TASK OBJECTIVE -
Please rewrite every one of the items below as a numbered list, omitting any blank lines.
++++++++++
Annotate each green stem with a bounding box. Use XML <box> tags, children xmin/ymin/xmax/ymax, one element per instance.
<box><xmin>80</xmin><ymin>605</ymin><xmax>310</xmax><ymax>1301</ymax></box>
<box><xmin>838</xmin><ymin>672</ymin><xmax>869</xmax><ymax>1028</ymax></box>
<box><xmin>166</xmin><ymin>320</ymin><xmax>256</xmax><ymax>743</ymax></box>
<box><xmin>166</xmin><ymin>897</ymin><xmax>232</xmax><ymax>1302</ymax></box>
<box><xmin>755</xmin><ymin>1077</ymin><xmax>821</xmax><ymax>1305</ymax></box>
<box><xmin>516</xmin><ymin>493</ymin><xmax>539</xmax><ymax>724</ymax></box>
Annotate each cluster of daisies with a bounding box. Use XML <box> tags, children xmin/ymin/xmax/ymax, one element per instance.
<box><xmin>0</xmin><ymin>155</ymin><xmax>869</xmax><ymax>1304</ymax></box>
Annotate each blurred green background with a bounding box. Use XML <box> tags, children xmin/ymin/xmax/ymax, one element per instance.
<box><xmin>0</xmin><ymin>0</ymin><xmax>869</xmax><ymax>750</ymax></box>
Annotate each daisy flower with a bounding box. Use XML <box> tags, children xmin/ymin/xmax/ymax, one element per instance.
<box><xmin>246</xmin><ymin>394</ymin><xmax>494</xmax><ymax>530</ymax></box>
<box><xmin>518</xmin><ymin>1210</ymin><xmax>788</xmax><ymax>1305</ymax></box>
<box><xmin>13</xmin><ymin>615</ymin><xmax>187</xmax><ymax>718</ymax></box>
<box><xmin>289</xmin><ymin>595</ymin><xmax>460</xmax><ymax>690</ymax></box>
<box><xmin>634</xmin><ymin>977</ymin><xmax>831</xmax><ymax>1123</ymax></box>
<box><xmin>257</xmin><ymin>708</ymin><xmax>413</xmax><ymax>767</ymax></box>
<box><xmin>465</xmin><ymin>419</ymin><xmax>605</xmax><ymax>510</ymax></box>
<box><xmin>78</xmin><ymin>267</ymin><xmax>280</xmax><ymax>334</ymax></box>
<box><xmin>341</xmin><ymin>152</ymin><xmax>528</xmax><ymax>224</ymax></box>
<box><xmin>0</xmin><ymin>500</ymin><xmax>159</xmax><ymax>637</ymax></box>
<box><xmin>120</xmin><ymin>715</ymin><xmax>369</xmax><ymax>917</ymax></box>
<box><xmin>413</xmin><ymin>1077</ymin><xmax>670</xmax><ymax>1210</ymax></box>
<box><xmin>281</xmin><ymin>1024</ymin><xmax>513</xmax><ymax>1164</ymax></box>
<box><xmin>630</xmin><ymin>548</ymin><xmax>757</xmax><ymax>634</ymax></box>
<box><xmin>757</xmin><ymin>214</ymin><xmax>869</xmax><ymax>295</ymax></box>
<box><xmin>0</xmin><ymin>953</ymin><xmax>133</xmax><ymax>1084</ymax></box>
++++++++++
WRITTEN RESPONSE -
1. Annotate each green stem with a bounding box. Use XML <box> tags, children xmin/ymin/xmax/ymax, one element per instance.
2. <box><xmin>80</xmin><ymin>605</ymin><xmax>310</xmax><ymax>1301</ymax></box>
3. <box><xmin>838</xmin><ymin>672</ymin><xmax>869</xmax><ymax>1028</ymax></box>
4. <box><xmin>166</xmin><ymin>320</ymin><xmax>256</xmax><ymax>743</ymax></box>
5. <box><xmin>166</xmin><ymin>897</ymin><xmax>232</xmax><ymax>1302</ymax></box>
6. <box><xmin>755</xmin><ymin>1077</ymin><xmax>821</xmax><ymax>1305</ymax></box>
7. <box><xmin>516</xmin><ymin>493</ymin><xmax>539</xmax><ymax>724</ymax></box>
8. Annotate each cluster of daisies with a bounding box. Use XML <box> tags, children xmin/ymin/xmax/ymax, one element per instance.
9. <box><xmin>0</xmin><ymin>155</ymin><xmax>869</xmax><ymax>1304</ymax></box>
10. Annotate each blurred green background with a bounding box. Use XML <box> tags, children xmin/ymin/xmax/ymax, one element per instance.
11. <box><xmin>0</xmin><ymin>0</ymin><xmax>869</xmax><ymax>750</ymax></box>
12. Annotate each daisy flower with a bounding box. Use XML <box> tags, children xmin/ymin/xmax/ymax, one element per instance.
13. <box><xmin>246</xmin><ymin>394</ymin><xmax>494</xmax><ymax>530</ymax></box>
14. <box><xmin>518</xmin><ymin>1210</ymin><xmax>788</xmax><ymax>1305</ymax></box>
15. <box><xmin>13</xmin><ymin>615</ymin><xmax>187</xmax><ymax>718</ymax></box>
16. <box><xmin>289</xmin><ymin>595</ymin><xmax>460</xmax><ymax>690</ymax></box>
17. <box><xmin>634</xmin><ymin>977</ymin><xmax>831</xmax><ymax>1123</ymax></box>
18. <box><xmin>257</xmin><ymin>708</ymin><xmax>413</xmax><ymax>767</ymax></box>
19. <box><xmin>465</xmin><ymin>419</ymin><xmax>605</xmax><ymax>510</ymax></box>
20. <box><xmin>78</xmin><ymin>267</ymin><xmax>280</xmax><ymax>334</ymax></box>
21. <box><xmin>341</xmin><ymin>152</ymin><xmax>528</xmax><ymax>224</ymax></box>
22. <box><xmin>0</xmin><ymin>500</ymin><xmax>159</xmax><ymax>637</ymax></box>
23. <box><xmin>120</xmin><ymin>715</ymin><xmax>369</xmax><ymax>917</ymax></box>
24. <box><xmin>413</xmin><ymin>1077</ymin><xmax>670</xmax><ymax>1210</ymax></box>
25. <box><xmin>281</xmin><ymin>1024</ymin><xmax>513</xmax><ymax>1164</ymax></box>
26. <box><xmin>630</xmin><ymin>548</ymin><xmax>757</xmax><ymax>634</ymax></box>
27. <box><xmin>757</xmin><ymin>214</ymin><xmax>869</xmax><ymax>295</ymax></box>
28. <box><xmin>0</xmin><ymin>953</ymin><xmax>133</xmax><ymax>1084</ymax></box>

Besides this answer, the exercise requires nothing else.